- _Problem statement_
All material below is to be reproduced exactly.

- _Dataset rows on where objects appear_
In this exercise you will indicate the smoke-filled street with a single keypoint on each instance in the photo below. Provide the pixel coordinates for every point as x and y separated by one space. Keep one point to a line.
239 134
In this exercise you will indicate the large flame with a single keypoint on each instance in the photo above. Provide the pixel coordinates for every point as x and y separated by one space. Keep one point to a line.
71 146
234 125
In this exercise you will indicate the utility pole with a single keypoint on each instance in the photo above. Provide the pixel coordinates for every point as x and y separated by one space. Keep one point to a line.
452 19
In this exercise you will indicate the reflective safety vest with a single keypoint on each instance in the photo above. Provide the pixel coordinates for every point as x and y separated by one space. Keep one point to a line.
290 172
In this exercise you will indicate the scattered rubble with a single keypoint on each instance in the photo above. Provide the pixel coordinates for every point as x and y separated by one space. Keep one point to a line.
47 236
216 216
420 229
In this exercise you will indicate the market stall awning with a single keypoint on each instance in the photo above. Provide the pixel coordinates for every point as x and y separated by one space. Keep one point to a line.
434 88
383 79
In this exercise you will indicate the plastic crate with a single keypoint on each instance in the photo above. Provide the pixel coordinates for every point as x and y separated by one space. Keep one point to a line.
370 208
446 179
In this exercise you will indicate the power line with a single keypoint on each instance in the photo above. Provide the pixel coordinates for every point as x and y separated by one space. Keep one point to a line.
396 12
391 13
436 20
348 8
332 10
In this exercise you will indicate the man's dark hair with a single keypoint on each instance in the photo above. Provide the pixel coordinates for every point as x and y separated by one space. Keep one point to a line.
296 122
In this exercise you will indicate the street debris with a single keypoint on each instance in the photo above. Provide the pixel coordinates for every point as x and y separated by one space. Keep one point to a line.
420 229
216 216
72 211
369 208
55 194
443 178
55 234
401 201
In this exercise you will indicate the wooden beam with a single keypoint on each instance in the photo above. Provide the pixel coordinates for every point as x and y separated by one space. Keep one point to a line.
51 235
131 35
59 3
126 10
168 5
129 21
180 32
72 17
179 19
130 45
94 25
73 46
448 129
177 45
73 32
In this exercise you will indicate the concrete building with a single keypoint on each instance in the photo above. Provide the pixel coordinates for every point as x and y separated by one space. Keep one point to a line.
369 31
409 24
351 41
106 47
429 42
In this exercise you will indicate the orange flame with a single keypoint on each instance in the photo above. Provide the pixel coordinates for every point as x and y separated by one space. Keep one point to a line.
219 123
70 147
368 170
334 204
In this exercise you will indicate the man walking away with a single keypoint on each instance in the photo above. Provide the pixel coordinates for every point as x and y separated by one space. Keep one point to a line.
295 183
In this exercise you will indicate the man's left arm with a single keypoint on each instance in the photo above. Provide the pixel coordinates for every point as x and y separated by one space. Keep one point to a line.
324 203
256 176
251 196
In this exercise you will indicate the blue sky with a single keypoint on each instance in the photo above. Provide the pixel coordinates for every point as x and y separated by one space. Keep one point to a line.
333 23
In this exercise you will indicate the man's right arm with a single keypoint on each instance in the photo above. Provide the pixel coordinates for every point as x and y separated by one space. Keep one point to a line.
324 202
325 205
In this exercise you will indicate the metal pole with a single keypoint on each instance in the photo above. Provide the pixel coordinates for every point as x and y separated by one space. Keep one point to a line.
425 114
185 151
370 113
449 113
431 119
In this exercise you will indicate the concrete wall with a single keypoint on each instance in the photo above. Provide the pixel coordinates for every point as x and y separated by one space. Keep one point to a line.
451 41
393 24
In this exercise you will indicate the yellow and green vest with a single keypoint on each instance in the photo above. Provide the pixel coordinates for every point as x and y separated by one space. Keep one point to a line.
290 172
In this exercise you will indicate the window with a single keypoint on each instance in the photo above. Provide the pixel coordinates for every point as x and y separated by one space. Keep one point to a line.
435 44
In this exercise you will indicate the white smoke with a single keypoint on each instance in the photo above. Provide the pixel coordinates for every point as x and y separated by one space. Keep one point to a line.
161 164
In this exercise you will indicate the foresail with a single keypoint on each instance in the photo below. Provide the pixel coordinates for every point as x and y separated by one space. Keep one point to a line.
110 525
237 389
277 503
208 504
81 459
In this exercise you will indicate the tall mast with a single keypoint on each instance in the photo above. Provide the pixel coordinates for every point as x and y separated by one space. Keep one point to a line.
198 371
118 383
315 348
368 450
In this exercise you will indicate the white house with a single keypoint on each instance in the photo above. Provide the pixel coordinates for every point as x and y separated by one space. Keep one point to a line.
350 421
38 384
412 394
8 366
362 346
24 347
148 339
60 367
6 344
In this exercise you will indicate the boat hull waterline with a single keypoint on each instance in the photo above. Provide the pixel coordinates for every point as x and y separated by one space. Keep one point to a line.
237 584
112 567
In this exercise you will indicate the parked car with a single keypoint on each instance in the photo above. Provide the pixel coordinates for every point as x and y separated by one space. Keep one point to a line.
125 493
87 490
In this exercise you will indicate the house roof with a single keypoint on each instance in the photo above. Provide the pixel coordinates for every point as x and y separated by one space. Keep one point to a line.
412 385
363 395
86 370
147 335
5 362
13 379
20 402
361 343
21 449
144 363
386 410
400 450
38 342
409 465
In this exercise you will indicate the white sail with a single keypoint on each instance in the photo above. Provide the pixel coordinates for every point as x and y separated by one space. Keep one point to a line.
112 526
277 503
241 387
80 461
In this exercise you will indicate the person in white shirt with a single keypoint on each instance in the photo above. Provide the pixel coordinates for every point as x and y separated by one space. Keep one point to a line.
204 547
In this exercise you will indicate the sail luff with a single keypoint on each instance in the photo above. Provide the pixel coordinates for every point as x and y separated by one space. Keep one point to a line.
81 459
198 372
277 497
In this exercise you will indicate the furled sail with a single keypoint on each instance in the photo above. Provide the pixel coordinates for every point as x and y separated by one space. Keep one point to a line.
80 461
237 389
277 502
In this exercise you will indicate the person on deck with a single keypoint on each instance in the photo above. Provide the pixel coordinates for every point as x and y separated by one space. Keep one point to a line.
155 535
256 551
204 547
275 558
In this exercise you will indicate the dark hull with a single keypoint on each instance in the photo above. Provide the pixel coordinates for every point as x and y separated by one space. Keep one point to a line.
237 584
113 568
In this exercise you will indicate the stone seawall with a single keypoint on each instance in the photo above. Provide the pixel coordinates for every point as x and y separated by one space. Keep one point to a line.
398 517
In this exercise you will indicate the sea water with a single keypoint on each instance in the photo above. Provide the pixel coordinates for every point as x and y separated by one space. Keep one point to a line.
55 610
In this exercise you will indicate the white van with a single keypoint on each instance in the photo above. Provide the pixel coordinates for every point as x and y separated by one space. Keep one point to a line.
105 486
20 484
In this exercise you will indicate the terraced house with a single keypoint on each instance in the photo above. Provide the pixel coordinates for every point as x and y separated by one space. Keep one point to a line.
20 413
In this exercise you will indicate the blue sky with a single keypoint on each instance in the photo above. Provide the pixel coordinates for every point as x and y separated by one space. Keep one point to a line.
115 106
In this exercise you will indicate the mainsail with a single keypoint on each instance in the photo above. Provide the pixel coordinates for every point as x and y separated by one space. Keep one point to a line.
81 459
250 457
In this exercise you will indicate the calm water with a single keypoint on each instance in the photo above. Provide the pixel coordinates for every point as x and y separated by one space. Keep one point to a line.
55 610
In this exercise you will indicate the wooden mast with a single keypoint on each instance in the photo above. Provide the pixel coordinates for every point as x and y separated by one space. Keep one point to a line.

- _Exercise solution_
In this exercise you will indicate the smoke-filled street with a single keypoint on each instance in the photo below. Provide the pixel coordinates for every point as x and y separated by one space. Keep one point to a line.
239 134
In this exercise you will indicate the large flame with a single keypoint on each instance in the photo above. Provide the pixel coordinates for every point as x and y separated by one space. Keep one point to a line.
71 146
234 125
In this exercise you will indicate the utility pole with a single keypoint on each instance in the photo above. Provide the pixel coordinates for every point as x and y separated by one space. Keep one point to a line.
452 19
In this exercise you will indicate the reflective safety vest with a single keypoint on each instance in the photo above. Provide the pixel coordinates for every point as x and y separated by one space. Keep one point to a line.
290 172
In this exercise you will indicate the scattered rubble with a single keypoint on each instance in the photo above. Provide the pixel coordinates for every point as x and y separated by one space. Keep one point to a line.
47 236
216 216
420 229
In this exercise you will indicate the market stall awning with a single keypoint on each instance in the photo above. Provide the pixel coordinates for every point as x and y separated by one space. Keep one point to a line.
434 88
383 79
In this exercise you will indicate the plastic crate with a single keypoint on each instance in the photo above. Provide the pixel coordinates for every point as x and y separated by one space. Keep one point to a line.
370 208
446 179
In this exercise you will indicate the power line with a single keypoint on each instance in the photo above. Provide the pixel coordinates for every point as x and y separated by one space. Keep one point to a line.
396 12
391 13
436 20
348 8
332 10
In this exercise you will indicate the man's dark hair with a single keypoint on each instance in the photo above. Provide the pixel coordinates for every point as x and y separated by one space. Keep one point to a line.
296 122
In this exercise you will indicate the street debris with a single keypoint on each instance in the photo above. Provide the pixel coordinates for every point as x and y separated by one space. Keep one point to a line.
420 229
216 216
72 211
369 208
55 194
443 178
55 234
401 201
In this exercise you will indicate the wooden beam with a single keypoint on each instance in the photo above. Provide the pixel coordinates for every point as x and y separated by one space. Keep one point to a line.
51 235
131 35
59 3
126 10
168 5
129 21
180 32
72 17
179 19
130 45
94 25
73 46
448 129
177 45
73 32
In this exercise you will indicate the concrete building with a single keypoint on each instance in the photo above. Provide the pixel coordinates for every point as x and y separated by one space. Keep one point to a line.
369 31
409 24
351 41
106 47
429 42
In this exercise you will indicate the orange flame with a single keypoint on each instance in the photo above. Provide the pixel coordinates for every point as x and y separated by one space. Keep one point to a line.
219 123
70 147
368 170
334 204
In this exercise you will indicate the man walking away with a single keypoint on each instance in the photo above. Provide the pixel coordinates for every point as x and y separated by one space. Keep one point to a line.
295 183
In this exercise you will indicate the man's left arm with a single keypoint on each instance in the photo above. Provide the pixel coordinates for every point as x and y separated by one space. Keep one point to a line.
324 203
256 176
251 196
In this exercise you will indicate the blue sky with a single keypoint on each instance in the photo above. Provide the pixel coordinates for every point as x and y separated by one space. Keep one point to a line.
333 23
In this exercise you will indicate the man's right arm with a single keypoint on each instance in the photo above. Provide the pixel coordinates for every point as x and y separated by one space. Keep one point to a line.
324 202
325 205
In this exercise you will indicate the metal pole with a single keypoint on each instance in the photo above. Provide the pixel coordinates for every point as x and y separated by one space. Keep one point to a line.
425 114
185 151
370 113
449 113
431 119
In this exercise you will indicate the concrete wall with a single keypoint on each instance in the photo above. Provide the pixel coordinates for every point as x and y separated by one space. Keep one point to a line.
451 41
393 24
In this exercise you will indicate the yellow and green vest with a single keypoint on each instance in the photo above. Provide the pixel coordinates for every point as x and y separated by one space. Keep one point to a line.
290 172
In this exercise you will indicate the window with a single keypoint on each instance in the photo above. Provide the pixel coordinates for every point as x and y separated by one space. Keep one point to a line.
435 44
In this exercise you will indicate the white smoke with a single keypoint on each instance in the photo above. Provide the pixel coordinates for every point as x and y separated by one space. Keep one point to a line.
161 164
In this exercise you will indicate the foresail with a single keypoint on each instance in the photo below. Provide the pixel coordinates for every point as x and y separated by one space. Keep one point to a line.
110 525
237 389
277 503
208 504
81 459
In this exercise you will indicate the tall mast with a single keypoint on each instance in the photo above. Provide the pixel coordinates for every point as x and y separated by one space. Keep one point to a line.
198 371
118 383
315 348
368 450
In this exercise you will indicate the white house with a single keypoint on each instance in the photo above. Provide the pixel coordinates for every point as x and y separated by one space. Keep one point to a line.
350 421
38 384
412 394
8 366
362 346
24 347
148 339
60 367
6 344
In this exercise you will indicate the boat hull waterline with a single keypoint on each instance in the photo above. Provide the pixel coordinates for every point as x and y separated by one space. Keep one point to a line.
237 584
112 567
In this exercise you will indicate the parked car with a single keypoint on each instance in the photo above. Provide the pixel coordinates for every point as x and y separated by one space. Keep one point to a line.
125 493
87 490
In this exercise you will indicate the house roof with a single keypoint on each instance in the photo above. Provide the pixel coordinates for every point as x and y separated by one space. Keep one point to a line.
412 385
363 395
86 370
147 335
5 362
13 379
20 402
361 343
21 449
144 363
386 410
400 450
38 342
409 465
In this exercise you will indicate the white sail with a single keypoint on each instance in the photo above. Provide the pixel coordinates for every point as x and y separated by one space. Keep one point to a line.
112 526
277 503
241 387
80 461
In this exercise you will indicate the person in white shirt with a single keypoint on each instance in the photo above. Provide the pixel coordinates for every point as x and y separated by one space. Keep one point to a line.
204 547
In this exercise you will indicate the sail luff with a single keypoint on each instance in the photo above. Provide the pixel coordinates for every point as x and y separated by one space. Keep one point to a line.
81 459
198 372
277 497
In this exercise you will indicate the furled sail with a single keypoint on each instance in the photo above. Provide the pixel coordinates for every point as x and y separated by one space. Keep one point to a line.
80 461
237 389
277 502
In this exercise you will indicate the person on deck with a single keypoint on each instance in the photo above. Provide the pixel coordinates for every point as x and y separated by one space. Keep one point to a line.
155 535
256 551
204 547
275 558
In this exercise you will indicate the dark hull with a single keypoint on each instance in the photo above. Provide the pixel coordinates for every point as x and y separated by one space. Keep one point to a line.
237 584
113 568
In this exercise you will indicate the stone seawall with a single keypoint on each instance in the photo above. Provide the pixel coordinates for every point as x and y separated by one space. Keep one point to a line.
398 517
In this exercise you will indicate the sea water with a single keypoint on each instance in the photo above. Provide the pixel coordinates for every point as x and y separated by one space. Keep one point to a line.
55 610
In this exercise you will indicate the white van with a single keypoint on each instance in the photo above. Provide the pixel coordinates for every point as x and y separated by one space. Keep one point to a line.
105 486
20 484
In this exercise you will indicate the terraced house with a single keypoint on each instance in the photo above. Provide the pixel coordinates for every point as x and y separated by one space. Keep one point to a line.
20 413
In this exercise you will indicate the blue sky with a single keypoint on each instance in the photo above. Provide the pixel coordinates for every point as x and y separated by one space. Keep one point to a line.
115 106
In this exercise you will indicate the mainsail with a single keypoint on each instance in the photo above. Provide the pixel coordinates for every point as x and y separated by one space. Keep one point to a line.
81 459
250 457
In this exercise you will indicate the calm water with a single keypoint on each instance in the photo above. Provide the pixel coordinates for every point as x and y separated by one space. Keep one point to a line.
55 610
In this exercise you will indicate the wooden mast with a single keypoint on each instance in the photo above. Provide the pixel coordinates for every point as x and y separated by one space. Keep one point to a line.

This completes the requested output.